• Aim of the task
Starting with the line that holds "A rule for this batch: each instance of the grass lawn", copy out each remaining line of the listing below, up to and including the last one, and include nothing else.

── Rows ──

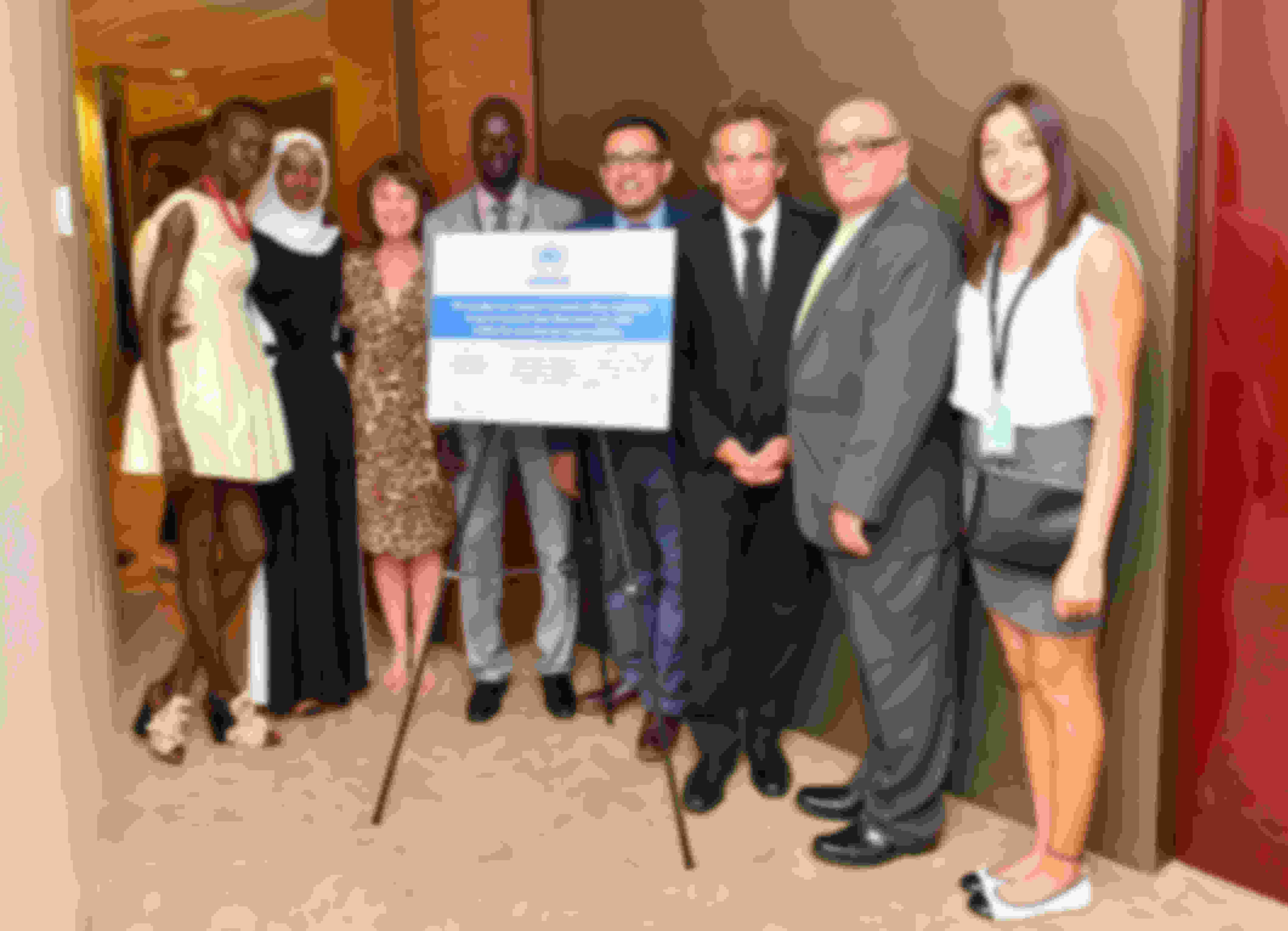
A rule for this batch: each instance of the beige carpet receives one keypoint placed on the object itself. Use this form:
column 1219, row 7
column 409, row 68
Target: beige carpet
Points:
column 527, row 822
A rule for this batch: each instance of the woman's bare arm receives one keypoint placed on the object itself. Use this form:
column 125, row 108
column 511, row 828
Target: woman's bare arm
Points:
column 1113, row 313
column 160, row 295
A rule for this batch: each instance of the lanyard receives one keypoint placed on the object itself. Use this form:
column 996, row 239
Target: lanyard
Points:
column 1000, row 348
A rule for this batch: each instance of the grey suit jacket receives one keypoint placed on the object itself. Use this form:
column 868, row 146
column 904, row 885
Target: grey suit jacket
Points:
column 548, row 209
column 870, row 373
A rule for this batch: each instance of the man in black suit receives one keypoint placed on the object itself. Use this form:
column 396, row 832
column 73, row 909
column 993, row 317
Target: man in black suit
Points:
column 754, row 589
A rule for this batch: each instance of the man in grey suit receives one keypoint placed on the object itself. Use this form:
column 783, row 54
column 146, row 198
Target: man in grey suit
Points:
column 504, row 201
column 877, row 476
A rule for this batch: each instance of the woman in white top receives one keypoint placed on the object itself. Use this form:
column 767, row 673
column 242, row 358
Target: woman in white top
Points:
column 1068, row 294
column 205, row 415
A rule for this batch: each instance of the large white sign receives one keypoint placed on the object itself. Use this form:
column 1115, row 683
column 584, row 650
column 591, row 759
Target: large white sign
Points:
column 570, row 329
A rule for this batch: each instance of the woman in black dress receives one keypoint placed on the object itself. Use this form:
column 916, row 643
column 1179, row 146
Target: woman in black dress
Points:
column 308, row 641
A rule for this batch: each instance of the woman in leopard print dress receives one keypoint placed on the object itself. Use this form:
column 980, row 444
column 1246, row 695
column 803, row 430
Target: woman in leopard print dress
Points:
column 406, row 507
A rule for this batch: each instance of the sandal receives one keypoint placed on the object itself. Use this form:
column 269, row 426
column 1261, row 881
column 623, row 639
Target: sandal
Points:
column 240, row 723
column 165, row 731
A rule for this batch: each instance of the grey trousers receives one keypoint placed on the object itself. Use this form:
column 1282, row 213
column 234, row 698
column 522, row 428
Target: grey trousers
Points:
column 900, row 612
column 489, row 659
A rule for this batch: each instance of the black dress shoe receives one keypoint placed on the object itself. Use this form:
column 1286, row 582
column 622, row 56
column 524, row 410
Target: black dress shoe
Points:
column 840, row 803
column 561, row 700
column 769, row 771
column 486, row 701
column 704, row 790
column 862, row 845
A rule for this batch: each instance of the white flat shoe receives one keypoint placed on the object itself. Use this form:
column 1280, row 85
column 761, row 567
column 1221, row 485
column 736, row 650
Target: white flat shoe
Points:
column 981, row 879
column 987, row 905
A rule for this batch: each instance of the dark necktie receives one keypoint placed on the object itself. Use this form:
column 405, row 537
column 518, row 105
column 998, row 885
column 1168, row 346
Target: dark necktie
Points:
column 754, row 284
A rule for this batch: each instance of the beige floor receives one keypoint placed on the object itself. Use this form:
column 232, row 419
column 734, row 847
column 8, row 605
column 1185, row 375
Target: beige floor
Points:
column 525, row 822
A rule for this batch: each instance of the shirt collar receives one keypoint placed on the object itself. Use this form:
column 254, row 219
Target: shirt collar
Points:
column 767, row 224
column 656, row 221
column 518, row 201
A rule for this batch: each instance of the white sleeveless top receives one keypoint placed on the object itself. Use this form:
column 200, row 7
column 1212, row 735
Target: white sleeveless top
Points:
column 1046, row 380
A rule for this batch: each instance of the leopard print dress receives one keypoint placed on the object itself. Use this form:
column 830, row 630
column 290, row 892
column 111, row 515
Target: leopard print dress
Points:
column 406, row 507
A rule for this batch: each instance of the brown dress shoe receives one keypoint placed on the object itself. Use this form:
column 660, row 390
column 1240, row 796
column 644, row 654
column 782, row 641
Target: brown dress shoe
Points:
column 652, row 745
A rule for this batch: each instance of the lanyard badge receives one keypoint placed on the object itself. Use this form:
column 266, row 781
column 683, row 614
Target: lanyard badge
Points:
column 997, row 434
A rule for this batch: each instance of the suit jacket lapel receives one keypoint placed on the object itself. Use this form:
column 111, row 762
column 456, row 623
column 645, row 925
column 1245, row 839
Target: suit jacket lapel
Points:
column 790, row 276
column 727, row 300
column 843, row 270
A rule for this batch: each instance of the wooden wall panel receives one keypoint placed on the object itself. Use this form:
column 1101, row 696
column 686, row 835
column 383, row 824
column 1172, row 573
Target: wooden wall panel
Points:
column 465, row 57
column 366, row 98
column 96, row 214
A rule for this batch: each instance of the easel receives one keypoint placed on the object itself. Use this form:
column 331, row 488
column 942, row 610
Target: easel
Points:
column 629, row 588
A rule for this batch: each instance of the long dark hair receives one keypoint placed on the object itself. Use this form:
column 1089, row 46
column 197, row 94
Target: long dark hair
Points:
column 988, row 221
column 405, row 169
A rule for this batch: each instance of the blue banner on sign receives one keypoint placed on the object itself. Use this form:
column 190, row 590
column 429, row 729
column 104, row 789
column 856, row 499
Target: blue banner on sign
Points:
column 548, row 317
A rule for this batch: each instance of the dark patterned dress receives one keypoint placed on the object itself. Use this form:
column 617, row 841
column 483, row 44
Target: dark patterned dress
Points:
column 406, row 507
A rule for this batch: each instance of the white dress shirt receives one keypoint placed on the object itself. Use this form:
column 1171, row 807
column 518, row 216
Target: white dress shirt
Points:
column 768, row 224
column 517, row 207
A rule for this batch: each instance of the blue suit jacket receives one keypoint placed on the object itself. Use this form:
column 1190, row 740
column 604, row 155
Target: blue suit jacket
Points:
column 566, row 440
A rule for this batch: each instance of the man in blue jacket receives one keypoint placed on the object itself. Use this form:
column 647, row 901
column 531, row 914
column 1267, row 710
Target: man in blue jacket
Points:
column 635, row 170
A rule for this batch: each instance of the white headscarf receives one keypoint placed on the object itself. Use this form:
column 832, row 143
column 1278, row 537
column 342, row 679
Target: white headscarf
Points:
column 299, row 232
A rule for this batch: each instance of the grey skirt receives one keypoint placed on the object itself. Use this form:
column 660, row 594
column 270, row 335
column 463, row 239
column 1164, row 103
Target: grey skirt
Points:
column 1023, row 598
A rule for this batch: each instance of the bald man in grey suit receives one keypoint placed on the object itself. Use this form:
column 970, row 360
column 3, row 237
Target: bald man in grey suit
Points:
column 877, row 477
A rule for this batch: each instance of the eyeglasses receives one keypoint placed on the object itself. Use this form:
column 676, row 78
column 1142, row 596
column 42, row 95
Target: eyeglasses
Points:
column 635, row 160
column 858, row 149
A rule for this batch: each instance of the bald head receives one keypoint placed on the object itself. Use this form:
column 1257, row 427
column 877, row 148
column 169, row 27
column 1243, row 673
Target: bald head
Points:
column 860, row 115
column 864, row 155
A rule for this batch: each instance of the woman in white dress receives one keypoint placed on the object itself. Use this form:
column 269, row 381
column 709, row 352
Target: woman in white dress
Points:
column 205, row 415
column 1049, row 334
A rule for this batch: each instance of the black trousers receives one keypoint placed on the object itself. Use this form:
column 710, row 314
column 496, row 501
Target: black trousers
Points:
column 755, row 593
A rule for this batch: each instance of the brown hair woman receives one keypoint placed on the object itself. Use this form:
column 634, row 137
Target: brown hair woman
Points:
column 406, row 507
column 1049, row 333
column 204, row 412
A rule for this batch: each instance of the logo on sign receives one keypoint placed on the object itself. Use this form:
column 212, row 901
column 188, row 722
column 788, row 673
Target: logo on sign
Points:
column 549, row 262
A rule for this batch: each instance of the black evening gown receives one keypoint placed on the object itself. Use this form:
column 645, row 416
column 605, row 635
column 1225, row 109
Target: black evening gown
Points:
column 317, row 644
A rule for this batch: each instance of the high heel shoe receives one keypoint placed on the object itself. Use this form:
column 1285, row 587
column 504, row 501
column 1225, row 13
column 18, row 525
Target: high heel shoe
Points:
column 165, row 729
column 240, row 723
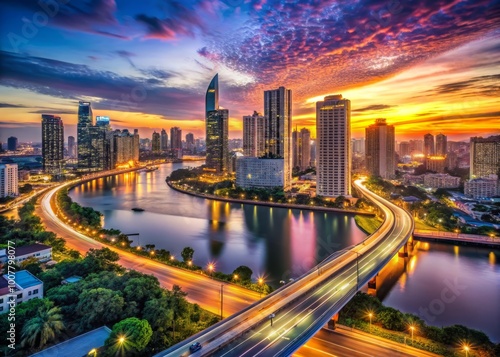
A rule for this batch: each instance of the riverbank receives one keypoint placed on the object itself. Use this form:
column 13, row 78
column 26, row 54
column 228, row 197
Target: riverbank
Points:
column 267, row 204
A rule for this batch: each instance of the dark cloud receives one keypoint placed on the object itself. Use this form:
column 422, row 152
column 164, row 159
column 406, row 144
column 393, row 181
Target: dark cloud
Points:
column 9, row 105
column 92, row 16
column 180, row 19
column 374, row 107
column 116, row 92
column 310, row 45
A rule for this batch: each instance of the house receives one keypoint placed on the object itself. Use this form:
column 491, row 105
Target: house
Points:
column 41, row 252
column 24, row 286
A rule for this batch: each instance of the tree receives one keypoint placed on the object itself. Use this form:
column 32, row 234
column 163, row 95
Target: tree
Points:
column 243, row 272
column 187, row 254
column 98, row 307
column 44, row 327
column 135, row 333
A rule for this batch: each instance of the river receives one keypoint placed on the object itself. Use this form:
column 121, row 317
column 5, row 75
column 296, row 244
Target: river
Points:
column 280, row 244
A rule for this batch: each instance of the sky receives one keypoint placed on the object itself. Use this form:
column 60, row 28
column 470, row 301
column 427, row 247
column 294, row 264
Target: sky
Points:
column 424, row 65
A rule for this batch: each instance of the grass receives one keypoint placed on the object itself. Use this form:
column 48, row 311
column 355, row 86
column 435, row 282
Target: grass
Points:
column 368, row 224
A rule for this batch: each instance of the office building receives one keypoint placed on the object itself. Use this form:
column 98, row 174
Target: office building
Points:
column 164, row 140
column 176, row 141
column 254, row 172
column 85, row 121
column 9, row 184
column 429, row 145
column 102, row 121
column 190, row 143
column 380, row 153
column 71, row 147
column 254, row 135
column 301, row 148
column 333, row 135
column 278, row 130
column 482, row 188
column 155, row 143
column 12, row 143
column 217, row 130
column 52, row 144
column 404, row 148
column 435, row 163
column 441, row 145
column 484, row 156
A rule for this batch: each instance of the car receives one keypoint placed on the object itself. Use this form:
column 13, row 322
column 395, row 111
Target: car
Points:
column 195, row 347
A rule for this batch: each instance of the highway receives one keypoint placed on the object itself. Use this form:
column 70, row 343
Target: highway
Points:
column 200, row 288
column 300, row 309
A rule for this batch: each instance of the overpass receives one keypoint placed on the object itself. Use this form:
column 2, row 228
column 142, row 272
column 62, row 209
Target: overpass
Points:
column 286, row 319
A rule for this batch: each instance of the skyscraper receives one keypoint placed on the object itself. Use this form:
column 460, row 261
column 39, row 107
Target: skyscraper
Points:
column 9, row 185
column 484, row 156
column 176, row 141
column 190, row 143
column 164, row 140
column 155, row 143
column 217, row 129
column 301, row 148
column 71, row 147
column 441, row 145
column 278, row 132
column 52, row 144
column 380, row 152
column 429, row 145
column 333, row 135
column 85, row 121
column 254, row 135
column 12, row 143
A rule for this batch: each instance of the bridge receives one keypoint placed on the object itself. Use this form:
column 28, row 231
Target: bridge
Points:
column 284, row 320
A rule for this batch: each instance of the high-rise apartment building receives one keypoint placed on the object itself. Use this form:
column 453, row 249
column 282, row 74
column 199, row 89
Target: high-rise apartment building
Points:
column 278, row 131
column 441, row 145
column 484, row 156
column 52, row 144
column 429, row 149
column 12, row 143
column 217, row 130
column 333, row 135
column 9, row 185
column 190, row 146
column 404, row 148
column 301, row 148
column 176, row 141
column 71, row 147
column 85, row 121
column 163, row 140
column 380, row 153
column 254, row 135
column 155, row 143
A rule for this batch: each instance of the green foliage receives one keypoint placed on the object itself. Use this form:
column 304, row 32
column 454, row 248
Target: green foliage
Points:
column 135, row 332
column 187, row 254
column 243, row 272
column 44, row 327
column 97, row 307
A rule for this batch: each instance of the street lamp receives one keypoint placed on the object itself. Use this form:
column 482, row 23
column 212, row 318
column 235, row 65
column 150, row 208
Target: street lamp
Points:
column 412, row 328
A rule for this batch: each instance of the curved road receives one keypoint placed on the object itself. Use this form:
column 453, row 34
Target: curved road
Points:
column 200, row 288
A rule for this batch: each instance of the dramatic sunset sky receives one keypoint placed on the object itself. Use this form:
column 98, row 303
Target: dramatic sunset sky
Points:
column 425, row 65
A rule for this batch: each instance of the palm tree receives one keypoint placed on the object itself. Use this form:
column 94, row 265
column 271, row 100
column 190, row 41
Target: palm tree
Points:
column 45, row 326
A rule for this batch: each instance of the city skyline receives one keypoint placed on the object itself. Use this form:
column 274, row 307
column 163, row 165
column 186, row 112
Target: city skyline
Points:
column 146, row 66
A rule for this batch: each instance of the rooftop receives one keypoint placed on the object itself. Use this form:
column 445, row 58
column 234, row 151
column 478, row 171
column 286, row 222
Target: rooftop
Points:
column 25, row 279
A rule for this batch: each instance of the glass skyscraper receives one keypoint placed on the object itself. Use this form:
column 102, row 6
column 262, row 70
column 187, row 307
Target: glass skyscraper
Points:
column 217, row 130
column 85, row 121
column 52, row 144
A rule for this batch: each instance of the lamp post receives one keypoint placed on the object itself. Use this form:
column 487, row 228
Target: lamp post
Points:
column 412, row 328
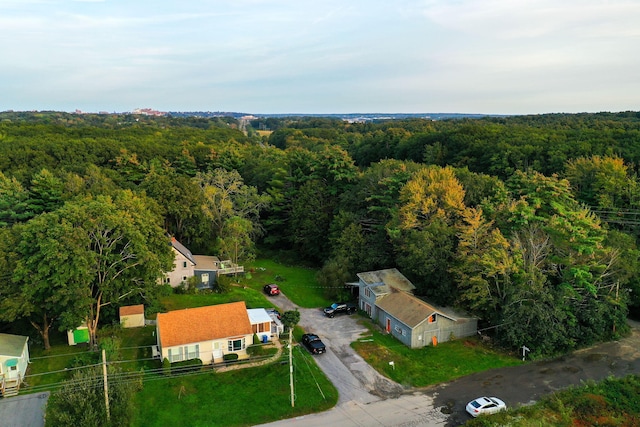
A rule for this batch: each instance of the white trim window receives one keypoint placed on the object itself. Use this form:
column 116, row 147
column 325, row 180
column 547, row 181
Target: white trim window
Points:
column 236, row 344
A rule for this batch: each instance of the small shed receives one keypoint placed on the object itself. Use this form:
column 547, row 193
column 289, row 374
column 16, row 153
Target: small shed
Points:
column 132, row 316
column 14, row 358
column 78, row 335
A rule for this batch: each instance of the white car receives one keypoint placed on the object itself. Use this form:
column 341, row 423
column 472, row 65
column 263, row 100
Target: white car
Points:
column 485, row 405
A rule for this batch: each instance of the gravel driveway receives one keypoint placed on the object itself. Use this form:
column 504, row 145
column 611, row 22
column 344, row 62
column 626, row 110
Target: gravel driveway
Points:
column 369, row 399
column 355, row 380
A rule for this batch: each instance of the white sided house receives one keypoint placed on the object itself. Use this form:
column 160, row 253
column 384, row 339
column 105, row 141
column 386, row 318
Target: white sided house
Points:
column 205, row 333
column 14, row 359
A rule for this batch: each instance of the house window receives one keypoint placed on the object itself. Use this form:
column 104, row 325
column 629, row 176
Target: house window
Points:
column 192, row 351
column 261, row 327
column 236, row 345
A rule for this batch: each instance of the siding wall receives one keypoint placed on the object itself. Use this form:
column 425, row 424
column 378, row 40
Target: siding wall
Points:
column 176, row 277
column 208, row 351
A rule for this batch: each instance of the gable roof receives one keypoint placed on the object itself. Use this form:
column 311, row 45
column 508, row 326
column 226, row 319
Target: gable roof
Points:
column 206, row 262
column 12, row 345
column 408, row 309
column 381, row 281
column 193, row 325
column 258, row 315
column 182, row 249
column 129, row 310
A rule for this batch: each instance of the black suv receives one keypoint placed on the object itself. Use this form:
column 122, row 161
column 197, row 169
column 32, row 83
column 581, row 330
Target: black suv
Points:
column 313, row 343
column 340, row 307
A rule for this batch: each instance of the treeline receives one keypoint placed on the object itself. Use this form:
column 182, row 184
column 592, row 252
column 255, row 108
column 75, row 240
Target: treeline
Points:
column 527, row 222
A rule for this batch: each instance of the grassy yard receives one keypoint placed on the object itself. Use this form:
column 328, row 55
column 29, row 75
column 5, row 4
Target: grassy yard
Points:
column 237, row 398
column 428, row 365
column 299, row 284
column 51, row 367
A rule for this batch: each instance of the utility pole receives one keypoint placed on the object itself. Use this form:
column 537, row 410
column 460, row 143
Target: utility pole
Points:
column 106, row 387
column 291, row 366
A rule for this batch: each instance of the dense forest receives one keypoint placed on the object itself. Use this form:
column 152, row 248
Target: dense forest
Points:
column 528, row 222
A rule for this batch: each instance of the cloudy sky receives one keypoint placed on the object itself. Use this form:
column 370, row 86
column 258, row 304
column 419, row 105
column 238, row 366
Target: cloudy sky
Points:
column 321, row 56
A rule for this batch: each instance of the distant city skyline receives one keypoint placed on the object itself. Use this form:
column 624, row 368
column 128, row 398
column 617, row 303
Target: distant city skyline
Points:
column 306, row 57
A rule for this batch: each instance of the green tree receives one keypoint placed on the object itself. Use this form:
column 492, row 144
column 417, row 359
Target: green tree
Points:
column 86, row 255
column 46, row 192
column 13, row 201
column 423, row 231
column 41, row 282
column 484, row 266
column 225, row 196
column 237, row 239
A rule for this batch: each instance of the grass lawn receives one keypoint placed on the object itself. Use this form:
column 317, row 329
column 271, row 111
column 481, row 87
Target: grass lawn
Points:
column 428, row 365
column 48, row 367
column 299, row 284
column 236, row 398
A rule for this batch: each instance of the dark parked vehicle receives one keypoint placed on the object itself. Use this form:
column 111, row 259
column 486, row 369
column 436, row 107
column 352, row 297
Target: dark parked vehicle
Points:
column 340, row 307
column 313, row 343
column 271, row 289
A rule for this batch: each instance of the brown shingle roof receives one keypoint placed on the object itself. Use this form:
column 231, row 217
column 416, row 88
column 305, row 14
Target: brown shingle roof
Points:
column 128, row 310
column 192, row 325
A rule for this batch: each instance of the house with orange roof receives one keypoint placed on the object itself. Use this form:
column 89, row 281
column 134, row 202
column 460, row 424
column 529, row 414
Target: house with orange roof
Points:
column 205, row 333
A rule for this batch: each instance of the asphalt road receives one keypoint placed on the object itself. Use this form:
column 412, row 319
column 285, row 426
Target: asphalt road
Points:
column 369, row 399
column 23, row 411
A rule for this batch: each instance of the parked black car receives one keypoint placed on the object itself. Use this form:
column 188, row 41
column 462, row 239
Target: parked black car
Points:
column 340, row 307
column 313, row 343
column 271, row 289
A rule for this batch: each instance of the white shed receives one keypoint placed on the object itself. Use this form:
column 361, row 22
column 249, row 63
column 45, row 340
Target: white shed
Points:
column 14, row 358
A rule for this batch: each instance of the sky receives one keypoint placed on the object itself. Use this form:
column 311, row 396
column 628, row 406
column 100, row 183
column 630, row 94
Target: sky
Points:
column 321, row 56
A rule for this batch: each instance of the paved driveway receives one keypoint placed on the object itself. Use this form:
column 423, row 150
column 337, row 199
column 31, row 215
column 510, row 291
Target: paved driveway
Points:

───

• Solution
A rule for this batch: each instance of the grass lawn receives one keypoint placed on the object itself. Use this form:
column 317, row 329
column 271, row 111
column 481, row 87
Target: grass lawn
Points:
column 428, row 365
column 48, row 367
column 299, row 284
column 236, row 398
A rule for this batch: each instance of the dark parked vehicle receives one keypoint placed on the object itself. Use this form:
column 111, row 259
column 486, row 369
column 436, row 107
column 352, row 297
Target: dark parked vehicle
Points:
column 340, row 307
column 313, row 343
column 271, row 289
A rule for this batch: each instance of the brown shingle roof receives one keypoint placed on the object itself. Use this form:
column 231, row 217
column 416, row 88
column 305, row 14
Target: brown shingle roof
Points:
column 128, row 310
column 192, row 325
A rule for this batch: each instance of the house with orange roof receives one keypoint placed on the object itself. Use this form:
column 89, row 281
column 134, row 202
column 460, row 424
column 529, row 414
Target: house with orange roof
Points:
column 205, row 333
A rule for this batch: each instance of the asphalt road receives one keypoint placed on the object itself. Use this form:
column 412, row 319
column 285, row 426
Target: asphalt road
Points:
column 369, row 399
column 23, row 411
A rule for this batch: each instance of the parked black car receives one keypoint placed on the object itself. Use this form:
column 188, row 41
column 462, row 239
Target: parked black car
Points:
column 340, row 307
column 313, row 343
column 271, row 289
A rule for this batch: each instance of the white shed receives one keypoint placed on the object itself. Use this form:
column 361, row 22
column 249, row 63
column 45, row 340
Target: white shed
Points:
column 14, row 358
A rule for this batch: each instance of the sky receives one keypoint placed on the object itself. Use this form:
column 311, row 396
column 628, row 406
column 100, row 183
column 630, row 94
Target: sky
Points:
column 321, row 56
A rule for this batch: each instance of the paved driveway receives one keypoint placed on the object itself. Use this form:
column 423, row 150
column 337, row 199
column 31, row 215
column 510, row 291
Target: paved driveway
Points:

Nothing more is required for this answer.